**What the task asks**. The answer should match the records character for character.

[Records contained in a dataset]
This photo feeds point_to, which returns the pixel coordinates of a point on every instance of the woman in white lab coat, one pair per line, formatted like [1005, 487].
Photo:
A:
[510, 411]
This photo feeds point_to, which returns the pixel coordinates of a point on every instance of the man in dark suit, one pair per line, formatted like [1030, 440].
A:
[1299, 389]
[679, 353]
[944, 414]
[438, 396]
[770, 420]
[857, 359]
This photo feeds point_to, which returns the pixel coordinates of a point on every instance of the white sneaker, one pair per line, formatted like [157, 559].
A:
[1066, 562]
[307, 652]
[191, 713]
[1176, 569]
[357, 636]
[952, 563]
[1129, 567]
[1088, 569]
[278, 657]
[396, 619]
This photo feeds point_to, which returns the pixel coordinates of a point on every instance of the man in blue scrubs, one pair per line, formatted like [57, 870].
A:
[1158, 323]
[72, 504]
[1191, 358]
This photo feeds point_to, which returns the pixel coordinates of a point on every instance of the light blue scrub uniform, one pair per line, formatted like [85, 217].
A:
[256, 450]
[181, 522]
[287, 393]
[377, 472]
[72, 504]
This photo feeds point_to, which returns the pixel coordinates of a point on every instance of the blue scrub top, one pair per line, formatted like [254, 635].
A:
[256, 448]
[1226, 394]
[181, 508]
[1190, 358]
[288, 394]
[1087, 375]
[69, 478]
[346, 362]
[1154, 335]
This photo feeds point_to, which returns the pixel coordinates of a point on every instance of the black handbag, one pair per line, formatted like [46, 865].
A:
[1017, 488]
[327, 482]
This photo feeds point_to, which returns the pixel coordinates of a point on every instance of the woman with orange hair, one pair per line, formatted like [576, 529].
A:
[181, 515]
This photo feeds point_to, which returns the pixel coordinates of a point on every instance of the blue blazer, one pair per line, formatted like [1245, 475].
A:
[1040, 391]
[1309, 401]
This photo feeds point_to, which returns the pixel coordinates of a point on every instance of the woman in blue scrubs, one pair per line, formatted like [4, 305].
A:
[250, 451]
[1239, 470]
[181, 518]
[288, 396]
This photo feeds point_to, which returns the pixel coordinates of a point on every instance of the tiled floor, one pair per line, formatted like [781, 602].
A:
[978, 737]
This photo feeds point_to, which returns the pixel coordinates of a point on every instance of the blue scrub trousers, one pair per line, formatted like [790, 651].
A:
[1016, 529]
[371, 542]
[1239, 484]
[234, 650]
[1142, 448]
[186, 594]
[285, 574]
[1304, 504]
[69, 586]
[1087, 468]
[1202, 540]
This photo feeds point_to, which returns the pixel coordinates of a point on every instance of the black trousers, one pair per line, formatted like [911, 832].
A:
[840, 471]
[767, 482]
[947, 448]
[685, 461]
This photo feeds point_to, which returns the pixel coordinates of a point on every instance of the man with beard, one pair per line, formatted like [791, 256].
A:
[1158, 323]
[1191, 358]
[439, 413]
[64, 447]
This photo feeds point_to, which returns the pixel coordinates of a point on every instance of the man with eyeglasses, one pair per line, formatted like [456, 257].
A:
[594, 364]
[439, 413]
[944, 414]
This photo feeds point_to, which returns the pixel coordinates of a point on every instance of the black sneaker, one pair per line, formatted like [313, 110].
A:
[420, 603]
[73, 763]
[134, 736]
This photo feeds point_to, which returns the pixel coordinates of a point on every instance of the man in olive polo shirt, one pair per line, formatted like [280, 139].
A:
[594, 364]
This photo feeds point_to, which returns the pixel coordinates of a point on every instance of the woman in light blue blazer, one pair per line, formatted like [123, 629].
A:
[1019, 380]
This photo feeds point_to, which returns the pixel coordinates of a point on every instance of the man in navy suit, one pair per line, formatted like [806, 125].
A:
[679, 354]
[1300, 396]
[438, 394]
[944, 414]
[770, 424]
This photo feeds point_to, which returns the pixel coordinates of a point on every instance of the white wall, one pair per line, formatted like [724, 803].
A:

**Expected answer**.
This photo feeds point_to, which returns the pixel coordinates of a point on every instance of the woman in white lab coat, one pair per line, formatted like [1005, 487].
Photo:
A:
[510, 411]
This photo feeds point_to, which returns the pixel coordinates of a point on every instance of the man in dark suit, one pair per line, formatted like [1030, 440].
A:
[1299, 389]
[679, 353]
[944, 414]
[438, 396]
[770, 420]
[857, 359]
This photo feeds point_to, which returns the pixel coordinates of a point on every instance of the white sneaker, one pair per line, formatted like [157, 559].
A:
[1066, 562]
[307, 652]
[191, 713]
[1176, 569]
[357, 636]
[952, 563]
[1129, 567]
[1088, 569]
[278, 657]
[396, 619]
This photo feeds point_to, which returns the pixel coordinates of a point on every instance of the man in blue scrubs, one pair per line, formatted like [57, 870].
A:
[1158, 323]
[72, 504]
[1191, 358]
This photo feeds point_to, which returns the pixel coordinates of a point on every instance of the light blue scrub uniform, one pair per line, formatted like [85, 217].
A:
[256, 450]
[181, 522]
[287, 393]
[377, 472]
[72, 504]
This photo feeds point_to, which returns the pixel coordinates of a point on every instance of the blue scrub top, one pair per line, formatted like [254, 635].
A:
[256, 448]
[1226, 394]
[181, 508]
[1190, 358]
[288, 394]
[1087, 375]
[69, 478]
[346, 362]
[1154, 335]
This photo feeds point_to, which returns the pixel coordinates of a point on every instance of the black handbag, one pair per line, formatted like [46, 865].
A:
[1017, 488]
[327, 482]
This photo feeds point_to, which returns the pixel coordinates of a point on every instance of the woman with orange hair, one pair per line, formatted like [576, 529].
A:
[181, 515]
This photo feeds point_to, which returns the pixel coordinates of a point on every instance of the blue blazer, one pair per line, formatted like [1245, 475].
A:
[1040, 391]
[1309, 401]
This photo feeds point_to, which returns the pixel coordinates of a point on every instance of the woman in blue scrubs, one pair per line, formatted like [4, 305].
A:
[250, 451]
[1239, 470]
[181, 518]
[288, 396]
This photo feeds point_to, which returns the pixel coordinates of a point on every instance of the tiled floor, one pair per line, formatted like [781, 602].
A:
[978, 737]
This photo feeds point_to, which returns the pixel coordinates of a point on every instance of the blue scrub trousers, one pair per line, formatted like [790, 651].
A:
[1016, 529]
[371, 542]
[1239, 484]
[234, 650]
[1142, 448]
[186, 594]
[285, 574]
[1304, 504]
[69, 586]
[1087, 468]
[1202, 540]
This photo feeds point_to, which returns the pixel coordinates of a point on every instance of the black trousers, one pair per line, formatted like [911, 832].
A:
[840, 471]
[767, 482]
[947, 448]
[685, 461]
This photo feeds point_to, which returns the pixel coordinates of a point on every instance of the man with beard, one pair per line, formatted like [791, 256].
A:
[1158, 323]
[1191, 358]
[439, 413]
[64, 447]
This photo feeds point_to, which returns the pixel coordinates of a point on every instance of the man with eyeglasses, one pair per line, formatted like [456, 257].
A:
[594, 364]
[439, 413]
[944, 414]
This photo feeds point_to, which returns the pixel coordinates of a point on every instance of the black sneaker, one pair per line, formatted like [313, 110].
A:
[420, 603]
[73, 763]
[134, 736]
This photo feeds point_to, which returns the pixel coordinates of a point on every instance of the man in olive polo shirt, one pair per line, formatted like [280, 139].
A:
[594, 364]
This photo feeds point_to, which returns the pixel coordinates of a point on every instance of the woman in light blue blazer, one pair per line, formatted like [123, 629].
A:
[1019, 380]
This photo feeds point_to, which returns the pixel coordinates of a point on every instance of the man in navy suit, one pair per line, formatted like [806, 125].
A:
[679, 354]
[1300, 396]
[438, 394]
[944, 414]
[770, 424]
This photo feeds point_to, which returns the pixel coordinates of a point on every instance of the white wall, one pair per line, formatted like [724, 803].
A:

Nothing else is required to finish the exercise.